DATASET ENTRIES —
-=-=-=-=-

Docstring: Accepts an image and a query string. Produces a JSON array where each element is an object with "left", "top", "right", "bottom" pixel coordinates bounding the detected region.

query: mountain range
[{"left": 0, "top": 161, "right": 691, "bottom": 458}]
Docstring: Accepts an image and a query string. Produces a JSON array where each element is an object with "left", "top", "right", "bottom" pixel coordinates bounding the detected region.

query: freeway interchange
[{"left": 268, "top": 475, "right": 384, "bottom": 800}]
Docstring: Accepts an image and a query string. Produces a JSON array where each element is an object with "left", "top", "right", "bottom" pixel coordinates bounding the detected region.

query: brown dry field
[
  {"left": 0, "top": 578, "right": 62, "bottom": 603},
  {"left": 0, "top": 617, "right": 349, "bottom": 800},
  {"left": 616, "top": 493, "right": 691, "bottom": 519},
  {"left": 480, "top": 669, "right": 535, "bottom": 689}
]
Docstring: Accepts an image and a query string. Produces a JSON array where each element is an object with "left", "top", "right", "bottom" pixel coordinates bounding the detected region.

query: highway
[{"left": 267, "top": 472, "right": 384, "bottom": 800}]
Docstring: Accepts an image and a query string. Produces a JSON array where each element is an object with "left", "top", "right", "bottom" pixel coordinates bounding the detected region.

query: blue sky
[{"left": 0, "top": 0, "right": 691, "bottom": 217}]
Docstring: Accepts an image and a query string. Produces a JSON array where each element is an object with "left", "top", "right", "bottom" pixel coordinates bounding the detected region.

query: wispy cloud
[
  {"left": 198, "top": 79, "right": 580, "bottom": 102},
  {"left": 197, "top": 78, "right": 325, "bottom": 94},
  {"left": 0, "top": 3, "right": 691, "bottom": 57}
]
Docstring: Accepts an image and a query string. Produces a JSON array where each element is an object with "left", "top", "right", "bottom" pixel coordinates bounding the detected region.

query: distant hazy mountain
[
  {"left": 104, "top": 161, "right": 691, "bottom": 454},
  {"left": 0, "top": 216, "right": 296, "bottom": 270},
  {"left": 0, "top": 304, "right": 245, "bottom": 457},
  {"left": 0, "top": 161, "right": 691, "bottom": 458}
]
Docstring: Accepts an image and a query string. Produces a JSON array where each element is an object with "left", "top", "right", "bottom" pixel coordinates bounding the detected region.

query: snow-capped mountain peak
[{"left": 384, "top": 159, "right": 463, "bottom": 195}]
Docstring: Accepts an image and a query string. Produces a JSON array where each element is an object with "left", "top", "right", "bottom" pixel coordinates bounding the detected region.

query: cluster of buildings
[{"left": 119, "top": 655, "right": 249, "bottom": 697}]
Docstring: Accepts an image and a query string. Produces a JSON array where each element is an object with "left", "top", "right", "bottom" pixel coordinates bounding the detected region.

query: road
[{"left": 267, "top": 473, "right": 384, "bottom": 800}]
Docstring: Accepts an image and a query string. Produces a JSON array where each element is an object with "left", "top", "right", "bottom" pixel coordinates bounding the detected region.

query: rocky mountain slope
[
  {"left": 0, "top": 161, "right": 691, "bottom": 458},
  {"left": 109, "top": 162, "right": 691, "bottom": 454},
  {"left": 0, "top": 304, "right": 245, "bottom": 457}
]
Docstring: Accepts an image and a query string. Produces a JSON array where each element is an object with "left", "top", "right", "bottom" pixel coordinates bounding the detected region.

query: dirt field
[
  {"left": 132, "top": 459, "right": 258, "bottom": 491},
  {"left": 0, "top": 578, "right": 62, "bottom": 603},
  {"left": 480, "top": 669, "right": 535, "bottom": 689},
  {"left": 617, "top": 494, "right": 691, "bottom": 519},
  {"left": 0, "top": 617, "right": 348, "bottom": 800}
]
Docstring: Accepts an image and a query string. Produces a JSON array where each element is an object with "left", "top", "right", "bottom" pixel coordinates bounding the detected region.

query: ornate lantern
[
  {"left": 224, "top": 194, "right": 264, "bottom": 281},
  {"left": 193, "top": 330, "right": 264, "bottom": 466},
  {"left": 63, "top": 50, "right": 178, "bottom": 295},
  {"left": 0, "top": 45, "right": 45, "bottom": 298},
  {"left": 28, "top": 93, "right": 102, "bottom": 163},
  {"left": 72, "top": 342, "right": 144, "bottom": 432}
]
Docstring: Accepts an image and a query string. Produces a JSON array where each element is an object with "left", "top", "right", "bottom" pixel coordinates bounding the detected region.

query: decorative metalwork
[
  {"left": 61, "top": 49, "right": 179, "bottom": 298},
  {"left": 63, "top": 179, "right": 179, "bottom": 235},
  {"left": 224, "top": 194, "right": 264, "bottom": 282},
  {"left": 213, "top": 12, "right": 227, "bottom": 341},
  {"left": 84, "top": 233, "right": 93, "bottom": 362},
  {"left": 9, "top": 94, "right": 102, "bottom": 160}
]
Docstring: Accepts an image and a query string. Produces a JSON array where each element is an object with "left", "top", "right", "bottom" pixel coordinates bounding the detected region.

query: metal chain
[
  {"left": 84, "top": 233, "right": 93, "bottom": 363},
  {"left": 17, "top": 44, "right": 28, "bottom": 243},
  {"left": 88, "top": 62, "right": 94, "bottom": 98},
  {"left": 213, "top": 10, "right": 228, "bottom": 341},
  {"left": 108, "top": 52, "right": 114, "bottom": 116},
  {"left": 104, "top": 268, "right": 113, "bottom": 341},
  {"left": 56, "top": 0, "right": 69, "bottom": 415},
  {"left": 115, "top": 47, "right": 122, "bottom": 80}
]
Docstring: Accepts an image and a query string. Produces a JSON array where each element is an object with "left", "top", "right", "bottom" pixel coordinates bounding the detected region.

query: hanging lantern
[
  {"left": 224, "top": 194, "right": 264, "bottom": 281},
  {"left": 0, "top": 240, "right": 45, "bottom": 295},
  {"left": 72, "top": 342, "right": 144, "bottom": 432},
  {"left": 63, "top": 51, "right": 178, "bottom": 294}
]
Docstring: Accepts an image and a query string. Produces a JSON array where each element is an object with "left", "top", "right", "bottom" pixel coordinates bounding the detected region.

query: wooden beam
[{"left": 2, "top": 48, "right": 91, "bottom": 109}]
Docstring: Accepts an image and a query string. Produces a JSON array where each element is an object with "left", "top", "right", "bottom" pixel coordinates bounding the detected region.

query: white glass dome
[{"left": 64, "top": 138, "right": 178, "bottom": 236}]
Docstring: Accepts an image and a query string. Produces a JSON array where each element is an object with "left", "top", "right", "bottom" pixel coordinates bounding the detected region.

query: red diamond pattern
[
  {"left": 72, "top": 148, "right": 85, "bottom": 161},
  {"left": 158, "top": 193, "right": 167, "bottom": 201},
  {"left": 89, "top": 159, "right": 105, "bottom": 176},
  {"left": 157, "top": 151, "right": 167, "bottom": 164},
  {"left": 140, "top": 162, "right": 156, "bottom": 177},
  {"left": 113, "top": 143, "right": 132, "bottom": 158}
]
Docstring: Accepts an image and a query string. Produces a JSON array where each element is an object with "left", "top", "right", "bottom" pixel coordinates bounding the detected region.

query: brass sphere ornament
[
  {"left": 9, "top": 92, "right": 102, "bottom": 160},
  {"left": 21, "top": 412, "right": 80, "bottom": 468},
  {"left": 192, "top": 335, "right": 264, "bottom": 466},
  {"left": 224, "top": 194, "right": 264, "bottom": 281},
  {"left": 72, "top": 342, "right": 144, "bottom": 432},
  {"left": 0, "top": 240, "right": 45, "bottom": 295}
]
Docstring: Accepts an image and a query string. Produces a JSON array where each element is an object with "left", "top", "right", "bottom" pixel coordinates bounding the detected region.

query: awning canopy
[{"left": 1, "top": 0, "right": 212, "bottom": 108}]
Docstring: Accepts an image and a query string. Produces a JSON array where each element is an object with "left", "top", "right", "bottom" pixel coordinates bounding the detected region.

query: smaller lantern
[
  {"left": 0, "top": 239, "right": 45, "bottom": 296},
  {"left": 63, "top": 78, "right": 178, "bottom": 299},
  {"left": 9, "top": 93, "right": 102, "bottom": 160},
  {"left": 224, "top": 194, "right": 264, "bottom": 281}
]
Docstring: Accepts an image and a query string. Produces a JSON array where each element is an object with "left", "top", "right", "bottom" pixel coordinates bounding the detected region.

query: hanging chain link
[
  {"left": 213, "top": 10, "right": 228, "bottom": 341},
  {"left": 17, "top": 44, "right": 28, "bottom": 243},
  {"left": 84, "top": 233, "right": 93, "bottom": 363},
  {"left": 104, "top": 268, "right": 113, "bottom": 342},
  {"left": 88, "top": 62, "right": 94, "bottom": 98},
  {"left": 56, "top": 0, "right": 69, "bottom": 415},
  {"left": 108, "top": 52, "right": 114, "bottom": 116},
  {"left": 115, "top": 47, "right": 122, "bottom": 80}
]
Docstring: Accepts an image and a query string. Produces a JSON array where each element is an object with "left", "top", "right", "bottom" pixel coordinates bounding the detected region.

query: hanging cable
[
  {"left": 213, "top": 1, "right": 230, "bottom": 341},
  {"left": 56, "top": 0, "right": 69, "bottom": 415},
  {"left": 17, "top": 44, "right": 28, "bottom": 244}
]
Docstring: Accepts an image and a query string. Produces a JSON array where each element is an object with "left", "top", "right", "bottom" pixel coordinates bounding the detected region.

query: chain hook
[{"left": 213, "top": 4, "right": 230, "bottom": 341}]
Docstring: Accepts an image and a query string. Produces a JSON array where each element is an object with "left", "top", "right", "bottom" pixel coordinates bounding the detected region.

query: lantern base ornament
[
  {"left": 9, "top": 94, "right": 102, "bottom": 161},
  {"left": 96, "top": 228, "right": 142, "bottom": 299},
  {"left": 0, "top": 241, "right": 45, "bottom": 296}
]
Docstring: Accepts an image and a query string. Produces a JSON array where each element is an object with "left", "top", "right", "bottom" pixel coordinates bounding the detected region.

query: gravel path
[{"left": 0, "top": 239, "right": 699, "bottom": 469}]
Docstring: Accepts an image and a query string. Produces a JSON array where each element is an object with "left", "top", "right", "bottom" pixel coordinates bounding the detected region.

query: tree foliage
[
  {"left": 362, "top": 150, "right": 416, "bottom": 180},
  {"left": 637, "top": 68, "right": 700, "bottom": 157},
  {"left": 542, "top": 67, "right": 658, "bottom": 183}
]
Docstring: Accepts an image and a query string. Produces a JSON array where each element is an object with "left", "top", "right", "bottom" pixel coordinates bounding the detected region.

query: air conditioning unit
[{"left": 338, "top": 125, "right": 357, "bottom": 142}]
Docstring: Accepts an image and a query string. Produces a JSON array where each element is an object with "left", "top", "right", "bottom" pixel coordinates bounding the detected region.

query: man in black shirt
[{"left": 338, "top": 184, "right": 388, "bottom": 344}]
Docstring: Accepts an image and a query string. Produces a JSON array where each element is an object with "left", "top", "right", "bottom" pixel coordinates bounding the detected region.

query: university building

-=-=-=-=-

STATED GOAL —
Pick out every line in the data above that contains the string "mountain", and copy each of those lines. Matching is case-sensitive.

SOLVED PROBLEM —
query: mountain range
query: distant hazy mountain
query: snow-capped mountain peak
query: rocky mountain slope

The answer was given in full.